## Short exercise
Copy the records from the line with "Report one point per instance of the treeline" up to and including the line with "[[655, 547]]", swapping "bicycle helmet" for "cycling helmet" and leaving everything else unchanged.

## Source records
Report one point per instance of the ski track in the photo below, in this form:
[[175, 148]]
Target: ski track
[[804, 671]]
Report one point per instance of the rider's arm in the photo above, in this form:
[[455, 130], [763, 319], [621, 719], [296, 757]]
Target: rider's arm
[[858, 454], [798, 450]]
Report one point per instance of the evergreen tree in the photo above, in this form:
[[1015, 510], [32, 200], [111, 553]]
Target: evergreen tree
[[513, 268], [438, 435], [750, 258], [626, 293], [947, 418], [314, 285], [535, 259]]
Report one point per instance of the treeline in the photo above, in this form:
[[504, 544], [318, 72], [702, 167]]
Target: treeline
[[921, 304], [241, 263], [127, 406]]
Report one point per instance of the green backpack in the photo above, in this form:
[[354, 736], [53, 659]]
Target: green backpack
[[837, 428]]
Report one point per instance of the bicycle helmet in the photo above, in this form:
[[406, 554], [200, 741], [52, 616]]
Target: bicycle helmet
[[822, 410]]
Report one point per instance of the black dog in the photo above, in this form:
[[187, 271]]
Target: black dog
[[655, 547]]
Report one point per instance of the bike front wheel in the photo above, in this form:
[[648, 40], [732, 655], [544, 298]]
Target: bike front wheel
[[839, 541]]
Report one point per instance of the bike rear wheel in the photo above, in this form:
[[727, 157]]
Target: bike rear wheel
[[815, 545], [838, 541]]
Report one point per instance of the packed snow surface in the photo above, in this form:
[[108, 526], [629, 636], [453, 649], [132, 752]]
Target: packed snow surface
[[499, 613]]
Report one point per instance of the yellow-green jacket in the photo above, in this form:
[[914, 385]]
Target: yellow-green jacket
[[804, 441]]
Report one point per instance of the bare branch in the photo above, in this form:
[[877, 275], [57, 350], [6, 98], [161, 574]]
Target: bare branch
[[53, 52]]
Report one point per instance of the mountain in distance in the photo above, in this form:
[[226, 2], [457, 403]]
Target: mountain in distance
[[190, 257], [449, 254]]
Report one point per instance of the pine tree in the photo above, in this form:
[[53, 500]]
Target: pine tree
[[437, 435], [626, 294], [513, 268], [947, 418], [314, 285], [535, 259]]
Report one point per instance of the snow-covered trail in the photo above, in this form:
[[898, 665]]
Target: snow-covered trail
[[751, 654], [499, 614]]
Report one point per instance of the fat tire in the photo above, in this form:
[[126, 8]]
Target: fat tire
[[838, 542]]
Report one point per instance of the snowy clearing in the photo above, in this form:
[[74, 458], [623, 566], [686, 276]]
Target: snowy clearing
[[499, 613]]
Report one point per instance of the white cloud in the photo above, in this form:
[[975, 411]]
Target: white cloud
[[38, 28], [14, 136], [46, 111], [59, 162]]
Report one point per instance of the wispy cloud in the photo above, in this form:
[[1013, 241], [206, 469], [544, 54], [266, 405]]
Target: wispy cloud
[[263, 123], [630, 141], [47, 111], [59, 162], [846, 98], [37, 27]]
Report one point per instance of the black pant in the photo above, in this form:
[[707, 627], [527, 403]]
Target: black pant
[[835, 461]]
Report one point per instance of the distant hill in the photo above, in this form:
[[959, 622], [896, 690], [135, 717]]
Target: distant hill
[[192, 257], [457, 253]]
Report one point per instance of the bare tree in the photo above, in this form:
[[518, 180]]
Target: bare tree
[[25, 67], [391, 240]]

## Output of the exercise
Report one point per instance of the treeline in the photo above, in this form:
[[504, 544], [318, 72], [702, 167]]
Target: treeline
[[921, 304], [241, 263], [127, 406]]
Report one point per instance of the green backpack in the photo above, in this form:
[[354, 736], [53, 659]]
Target: green backpack
[[837, 428]]
Report one point per instance of the cycling helmet in the photo above, in this form:
[[406, 554], [200, 741], [52, 616]]
Target: cycling helmet
[[822, 410]]
Report one point per instance of the black dog in the photo above, in this form:
[[187, 271]]
Target: black dog
[[655, 547]]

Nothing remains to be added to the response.